Testo -

----

Sull’Apecar assieme a Marco Brinzi ci sarà Caterina Simonelli, «amica e compagna di avventure teatrali di lungo corso, con cui abbiamo messo in scena durante il Covid-19 lo spettacolo sulla strage di Sant’Anna di Stazzema “Ich war da”( Io ero la) e che riprenderemo prossimamente. Il nostro intento è essenziale ovvero ritrovarsi come comunità attraverso il rito teatrale, il rito dell’incontro, atto negatoci in questi mesi dove abbiamo vissuto e attraversato la paura di qualcosa “invisibile”, qualcosa che ha modificato, a mio avviso, la percezione che abbiamo dell’altro almeno per adesso. Ho scelto di “giocare” teatralmente proprio su questo tema dell’incontro con l’altro – spiega Marco Brinzi – come portatore di qualcosa di invisibile portando nella città, a bordo di un Apecar, due archetipi del teatro italiano: Arlecchino e Balanzone. In questo tempo di crisi e sospensione i due si ritrovano nelle piazze a vendere i loro prodotti miracolosi, come l’arrotino  o l’ombrellaio che passava sotto casa…

Provano a vendere al pubblico unguenti, galli profetici, imbuti linguisti (che permettono di parlare tutte le lingue del mondo)  o altre cose assurde e strampalate. In realtà ciò che agiscono profondamente è la loro volontà di continuare ad “esistere” come maschere/attori nonostante la chiusura dei teatri, nonostante la mancanza di un pubblico unito e libero da distanze.sonno posseduti dalla paura di re-esistere dopo il passaggio di un antagonista così tragico e invisibile come il virus.

Per me, Balanzone oggi è sia la maschera del dottore petulante e saccente bolognese sia l’incarnazione di persone che in tempo di pandemia sanno sempre più degli altri e risultano informati su:  decreti, norme, casi asintomatici o non, etc… ovvero coloro che parlano citando altri o per sentito dire, coloro che arrivano “scientificamente” a provare che questo virus sia tutto un complotto. Balanzone si trova a vendere merce miracolosa per sopravvivere alla pandemia, si trova a speculare sulle ansie e le paure del pubblico assieme ad Arlecchino, in questo caso il peggior servo che potesse mai trovare.

----

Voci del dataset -
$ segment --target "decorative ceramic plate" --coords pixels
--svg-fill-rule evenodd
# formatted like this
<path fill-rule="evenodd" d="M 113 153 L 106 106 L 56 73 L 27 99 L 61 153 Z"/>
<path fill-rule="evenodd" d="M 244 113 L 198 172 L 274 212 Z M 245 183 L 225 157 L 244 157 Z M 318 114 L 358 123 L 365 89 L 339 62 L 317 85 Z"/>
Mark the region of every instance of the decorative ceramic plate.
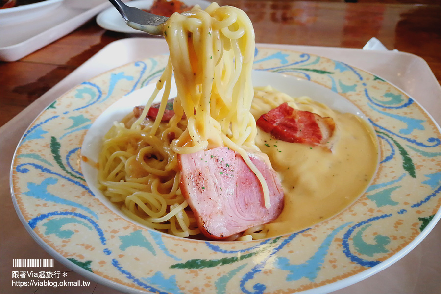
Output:
<path fill-rule="evenodd" d="M 327 91 L 343 99 L 331 108 L 359 109 L 371 123 L 381 158 L 365 193 L 310 228 L 249 242 L 176 237 L 122 216 L 94 193 L 92 180 L 86 182 L 82 152 L 91 151 L 81 147 L 88 146 L 88 130 L 96 128 L 102 114 L 115 119 L 125 114 L 118 107 L 105 111 L 154 83 L 167 58 L 131 63 L 73 89 L 37 118 L 17 147 L 11 189 L 18 215 L 40 245 L 67 267 L 128 292 L 327 292 L 392 264 L 439 220 L 440 130 L 416 101 L 347 64 L 265 48 L 256 49 L 259 82 L 268 77 L 276 83 L 275 75 L 276 88 L 305 89 L 313 99 Z M 267 77 L 267 72 L 273 73 Z"/>

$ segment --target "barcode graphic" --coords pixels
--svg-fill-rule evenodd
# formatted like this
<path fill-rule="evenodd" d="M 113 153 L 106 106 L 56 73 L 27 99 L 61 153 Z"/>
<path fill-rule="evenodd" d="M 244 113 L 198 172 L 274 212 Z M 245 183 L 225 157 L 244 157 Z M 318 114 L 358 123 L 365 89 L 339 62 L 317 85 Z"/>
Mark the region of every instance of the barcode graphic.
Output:
<path fill-rule="evenodd" d="M 53 258 L 14 258 L 13 268 L 53 268 Z"/>

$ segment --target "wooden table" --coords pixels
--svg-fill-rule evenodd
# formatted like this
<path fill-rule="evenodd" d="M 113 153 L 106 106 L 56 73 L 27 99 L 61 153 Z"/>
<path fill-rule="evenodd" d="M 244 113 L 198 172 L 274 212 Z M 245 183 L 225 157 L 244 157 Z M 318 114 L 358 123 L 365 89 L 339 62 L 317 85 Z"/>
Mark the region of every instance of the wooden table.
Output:
<path fill-rule="evenodd" d="M 440 80 L 440 1 L 218 2 L 249 16 L 257 43 L 361 48 L 376 37 L 389 49 L 424 58 Z M 2 62 L 1 125 L 105 46 L 130 36 L 93 19 L 20 60 Z"/>
<path fill-rule="evenodd" d="M 439 83 L 440 80 L 440 1 L 358 1 L 349 2 L 339 1 L 220 1 L 220 5 L 232 5 L 245 10 L 254 24 L 257 43 L 292 44 L 337 48 L 360 49 L 372 37 L 379 39 L 389 49 L 398 50 L 411 53 L 423 58 L 428 64 Z M 132 35 L 104 30 L 98 26 L 95 19 L 89 21 L 78 29 L 43 49 L 13 62 L 2 62 L 1 64 L 1 124 L 3 126 L 20 111 L 29 105 L 47 91 L 62 80 L 77 68 L 83 64 L 96 53 L 109 43 Z M 137 35 L 139 37 L 139 35 Z M 150 37 L 146 37 L 150 38 Z M 47 96 L 47 95 L 46 95 Z M 54 97 L 54 99 L 57 97 Z M 39 107 L 41 107 L 39 99 Z M 29 108 L 35 109 L 32 106 Z M 28 108 L 28 110 L 29 109 Z M 10 198 L 7 176 L 10 166 L 10 160 L 17 143 L 10 140 L 11 137 L 18 142 L 18 136 L 10 134 L 14 132 L 3 131 L 15 129 L 14 126 L 27 113 L 26 111 L 16 118 L 10 123 L 2 127 L 2 151 L 3 161 L 1 164 L 1 221 L 2 245 L 13 247 L 14 252 L 26 251 L 29 254 L 38 253 L 38 257 L 43 257 L 44 252 L 36 244 L 36 247 L 28 244 L 33 244 L 29 240 L 30 236 L 21 225 L 14 211 Z M 22 122 L 22 124 L 24 124 Z M 3 144 L 6 143 L 8 144 Z M 8 146 L 9 145 L 9 146 Z M 8 215 L 8 214 L 12 215 Z M 14 219 L 12 220 L 12 219 Z M 14 224 L 11 225 L 10 223 Z M 3 234 L 6 228 L 9 232 Z M 439 236 L 440 224 L 434 230 L 438 235 L 431 233 L 423 242 L 437 244 L 431 236 Z M 13 231 L 13 233 L 10 232 Z M 425 260 L 440 260 L 439 238 L 435 241 L 436 252 L 429 252 L 420 248 L 426 248 L 423 244 L 413 251 L 421 251 L 421 258 L 416 269 L 424 268 L 433 273 L 419 277 L 420 282 L 427 287 L 416 289 L 424 293 L 439 293 L 437 288 L 437 281 L 439 281 L 439 264 L 433 269 L 427 269 Z M 17 241 L 18 240 L 18 241 Z M 24 241 L 23 241 L 24 240 Z M 27 242 L 27 243 L 26 243 Z M 423 246 L 421 246 L 423 245 Z M 437 247 L 438 246 L 438 247 Z M 37 289 L 25 289 L 17 286 L 11 286 L 11 259 L 23 256 L 19 254 L 6 256 L 5 247 L 2 250 L 2 292 L 5 293 L 42 293 L 46 291 L 51 293 L 118 293 L 102 285 L 92 284 L 84 288 L 56 288 L 48 287 Z M 6 256 L 6 257 L 5 257 Z M 26 256 L 34 258 L 36 255 Z M 395 269 L 405 270 L 408 267 L 400 267 L 400 264 L 408 262 L 403 258 L 394 265 Z M 3 262 L 3 261 L 4 262 Z M 413 269 L 414 263 L 412 263 Z M 391 267 L 392 268 L 392 267 Z M 3 270 L 6 269 L 6 270 Z M 62 269 L 63 268 L 58 268 Z M 64 270 L 67 269 L 63 268 Z M 380 281 L 379 285 L 393 284 L 390 279 L 387 269 L 378 275 L 375 275 L 375 281 Z M 397 270 L 394 270 L 394 273 Z M 407 274 L 408 272 L 403 272 Z M 413 274 L 416 273 L 413 272 Z M 437 276 L 438 275 L 438 276 Z M 73 281 L 76 279 L 87 280 L 74 272 L 69 272 Z M 435 278 L 434 276 L 435 276 Z M 400 283 L 399 274 L 395 274 L 396 283 Z M 438 278 L 438 280 L 436 279 Z M 338 293 L 369 293 L 367 289 L 370 281 L 368 279 L 359 282 L 355 288 L 342 289 Z M 434 282 L 435 281 L 435 282 Z M 412 285 L 412 281 L 409 284 Z M 438 283 L 439 284 L 439 283 Z M 389 288 L 390 290 L 392 288 Z M 354 290 L 354 289 L 355 289 Z M 375 288 L 374 288 L 375 290 Z M 414 289 L 409 289 L 412 292 Z M 407 291 L 406 291 L 407 292 Z"/>

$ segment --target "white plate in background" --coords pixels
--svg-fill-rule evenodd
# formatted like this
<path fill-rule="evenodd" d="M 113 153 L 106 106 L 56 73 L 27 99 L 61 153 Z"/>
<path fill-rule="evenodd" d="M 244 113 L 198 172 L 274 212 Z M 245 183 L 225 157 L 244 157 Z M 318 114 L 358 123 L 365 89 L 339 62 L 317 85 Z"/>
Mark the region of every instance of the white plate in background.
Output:
<path fill-rule="evenodd" d="M 2 61 L 24 57 L 69 34 L 111 5 L 103 0 L 45 1 L 40 5 L 41 10 L 24 6 L 1 10 Z M 7 12 L 9 9 L 16 10 L 11 14 Z"/>

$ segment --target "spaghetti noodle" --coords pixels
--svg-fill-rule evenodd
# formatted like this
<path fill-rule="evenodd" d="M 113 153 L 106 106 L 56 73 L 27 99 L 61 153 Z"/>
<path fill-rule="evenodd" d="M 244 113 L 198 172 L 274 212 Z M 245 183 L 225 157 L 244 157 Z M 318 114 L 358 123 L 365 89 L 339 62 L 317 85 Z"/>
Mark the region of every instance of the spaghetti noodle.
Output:
<path fill-rule="evenodd" d="M 216 3 L 205 11 L 174 13 L 162 29 L 170 51 L 168 64 L 140 117 L 129 115 L 105 135 L 99 182 L 104 195 L 130 217 L 187 237 L 199 230 L 179 189 L 177 154 L 221 146 L 236 151 L 258 177 L 270 205 L 265 180 L 246 151 L 260 151 L 249 111 L 254 34 L 245 12 Z M 161 123 L 173 72 L 175 115 Z M 156 119 L 146 119 L 163 88 Z"/>

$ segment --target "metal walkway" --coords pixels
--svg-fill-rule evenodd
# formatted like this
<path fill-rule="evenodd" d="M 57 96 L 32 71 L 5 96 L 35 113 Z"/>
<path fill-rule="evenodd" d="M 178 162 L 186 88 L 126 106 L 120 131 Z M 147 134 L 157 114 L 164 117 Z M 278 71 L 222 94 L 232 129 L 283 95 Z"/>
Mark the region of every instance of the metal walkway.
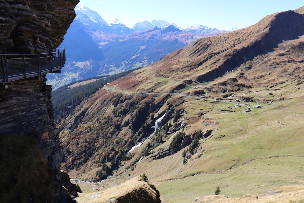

----

Consegna - Prosegui il testo sullo spettacolo di Arlecchino e Balanzone a bordo dell'Apecar, riprendendo subito dopo la sua ultima frase. I record sono materiale a sé, distinto dal testo.

Svolgimento -
Arlecchino infatti, in questi lazzi inventati e improvvisati di commedia dell’arte, tutto fa tranne che credere ai prodotti “invisibili”. Non ci crede, non pensa che vendere merce inesistente sia la sua soluzione alla sua fame e povertà. Arlecchino nonostante tutto continua a ridere forse perché sa che avrebbe troppo di cui piangere. Ha un po’ l’attitudine del popolo italiano ovvero sorride alla disperazione con il massimo d’allegria possibile, quasi fosse un rito scaramantico. Lo spettacolo dura 30 minuti ed è composto da lazzi di commedia dell’arte improvvisati con il pubblico. Noi abbiamo scritto dei temi/ canovacci che poi modifichiamo in base alla reazione del pubblico proprio come facevano i comici dell’arte. È ironico, grottesco molto pop e surreale per certi versi. Abbiamo scelto di muoverci con l’apecar perché l’ape ha diversi significati…il primo è storico. Il veicolo della Piaggio nacque nel 1948 proprio per aiutare i cittadini di un Italia che cercava di  risollevarsi economicamente dalla guerra, un simbolo quindi di rinascita. 

Il secondo perché l’ape, qui intesa come animale, è il perfetto esempio di condivisone sociale. Immagino la città e le periferie come un magnifico alveare a cui questa ape debba far ritorno per creare un prodotto operoso: il miele. Abbiamo deciso di dare al nostro veicolo il nome “L’Apez” ricordando Cristina Pezzoli, scomparsa recentemente. Cristina era una regista a cui ero molto legato e che chiamavo in amicizia LaPez appunto, una donna che sognava di cambiare il teatro e di cambiare il mondo col teatro. Sicuramente ha cambiato il teatro e il mondo di coloro che l’hanno conosciuta».